> _SHORT PROBLEM A_:
In the post on rudder hydropower, what could a blade be used as during docking?
> _SHORT PROBLEM B_:
In the post on rudder hydropower, write the passage again from "Sailing uses a" up to and including "go to waste.", substituting "drag" for "friction".
> _SHORT PROBLEM C_:
Proceed with the post on rudder hydropower, writing on after its last sentence.
*** PASSAGE GIVEN ***
Rudder Hydropower Generator & Solar Panels

Rudders accomplish their work using friction, so why not harness the lost energy and generate some power with it. All day long we must allow a certain amount of friction to run past our rudders, it seems like this is a huge wasted opportunity to gain some of that energy without slowing the boat down.

For example, cut a hole or holes into the rudder and insert a multiblade turbine designed to capture the moving water; the rudder would have to be designed a bit larger since water is flow through part of it.

This same principal could also be done in the lower keel area too.

What is curious to me is if something like this could have a dual purpose as well. A blade can collect energy while sailing and then used as a bow and stern thruster for docking.

Keeping it from clogging is key, but I think that having it capable of being powered as a thruster would dislodge most anything. It's certainly possible for a motor to be designed as both motor and generator, and so I think this idea has some merit.

Sailing uses a lot of friction laterally, harnessing just some of it would really be a nice bump in power generation without slowing the boat down--I sure hate seeing all that energy go to waste.
*** RAW RECORDS ***
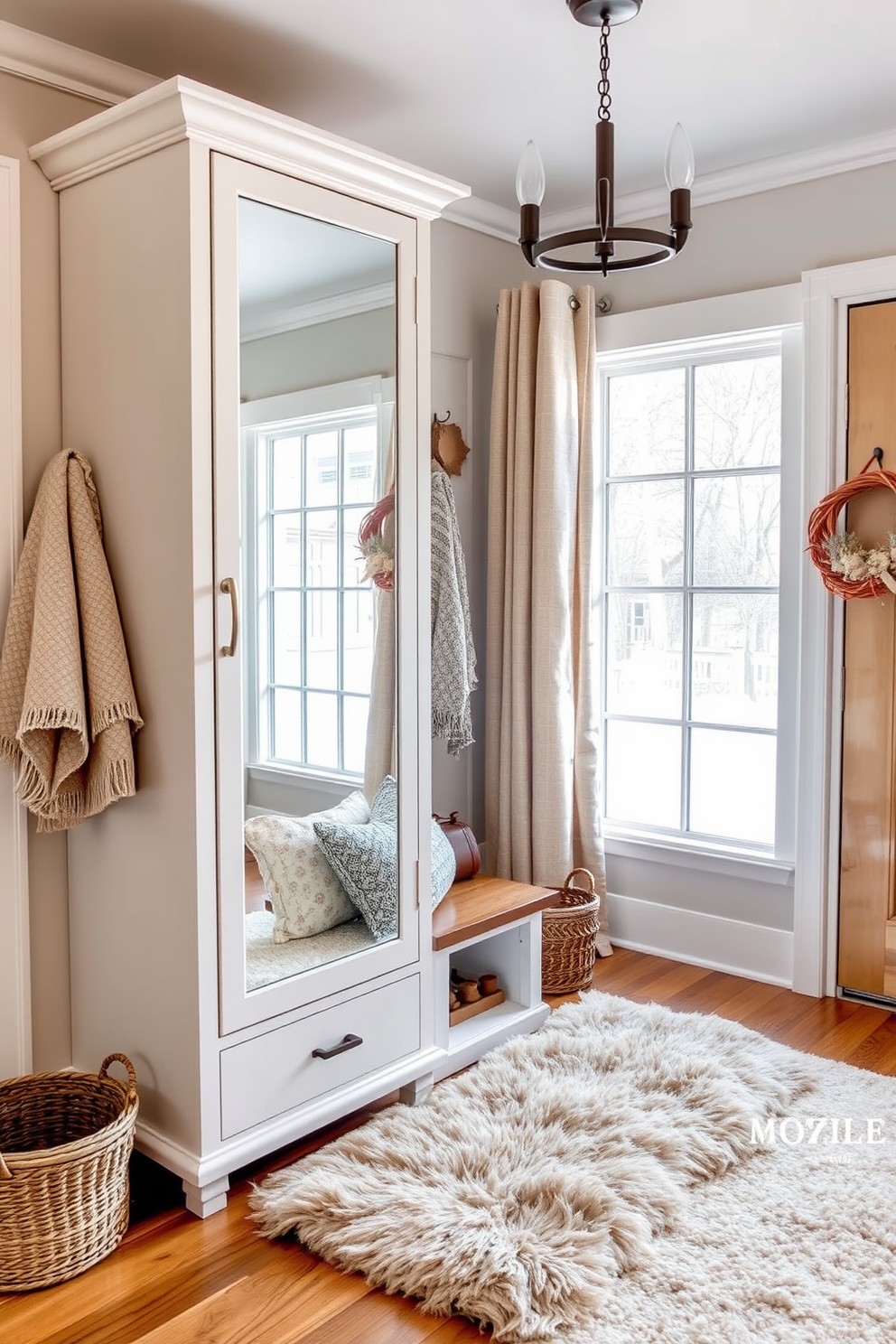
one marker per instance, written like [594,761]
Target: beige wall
***
*** RAW RECORDS ***
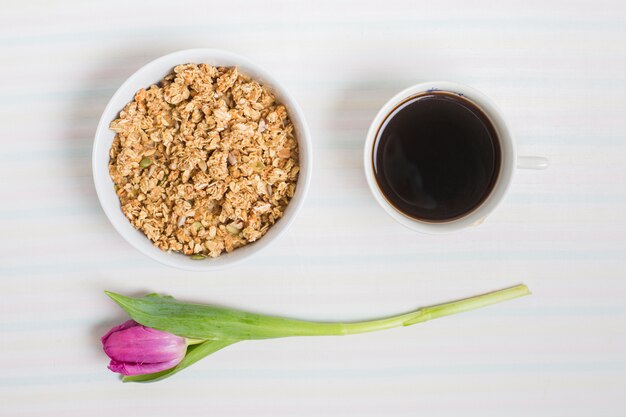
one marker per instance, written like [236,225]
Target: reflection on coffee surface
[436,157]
***
*** RAW RECORDS ***
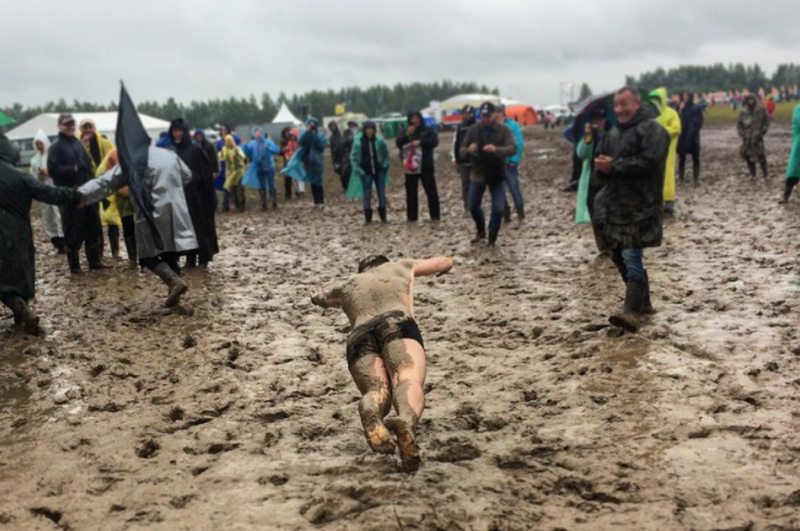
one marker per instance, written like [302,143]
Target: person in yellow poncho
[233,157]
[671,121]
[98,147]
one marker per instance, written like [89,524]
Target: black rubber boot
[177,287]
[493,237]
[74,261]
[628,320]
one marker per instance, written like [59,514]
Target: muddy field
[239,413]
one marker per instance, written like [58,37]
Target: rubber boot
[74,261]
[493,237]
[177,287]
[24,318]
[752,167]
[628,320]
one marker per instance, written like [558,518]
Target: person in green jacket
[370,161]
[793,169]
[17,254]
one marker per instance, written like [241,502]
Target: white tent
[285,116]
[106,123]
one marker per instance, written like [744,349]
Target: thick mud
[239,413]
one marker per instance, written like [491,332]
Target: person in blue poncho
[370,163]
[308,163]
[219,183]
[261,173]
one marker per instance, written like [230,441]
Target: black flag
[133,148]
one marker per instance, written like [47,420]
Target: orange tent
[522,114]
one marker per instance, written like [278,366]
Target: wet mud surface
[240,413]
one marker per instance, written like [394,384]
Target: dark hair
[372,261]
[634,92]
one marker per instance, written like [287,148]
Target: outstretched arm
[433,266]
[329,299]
***
> _WRITTEN RESPONSE A_:
A bow and stern thruster.

> _WRITTEN RESPONSE B_:
Sailing uses a lot of drag laterally, harnessing just some of it would really be a nice bump in power generation without slowing the boat down--I sure hate seeing all that energy go to waste.

> _WRITTEN RESPONSE C_:
Also, since I'm talking about power generation, I LOVE solar panels, but I hate how they look. I saw on youtube how to make your own solar panels and it didn't seem all that hard. It made me think that it would be nice to solder my own solar panel into long (several feet long) strips 4" wide and then seal them up completely into a polyurethane resin with rounded edges; then embed this into a nice decorative teak wood so that only the top part of the panel is showing; you could lay several of these on deck so that they can be walked on. Much more stylish than what I see available right now.

I'm curious as to any comments, critiques, and suggestions.

 

I think it has none.
A rudder should have minimal friction and no hole, that would reduce efficiency. A submerged electric motor is asking for trouble because sooner or later the seals will leak due to differential pressure.
To be effective as a thruster it should at least deliver 400 Watts, that is quite a big lump to attach to a rudder. And as a generator it only works when the rudder has a substantial angle vs the keel.

Decorative: yes, functional:no.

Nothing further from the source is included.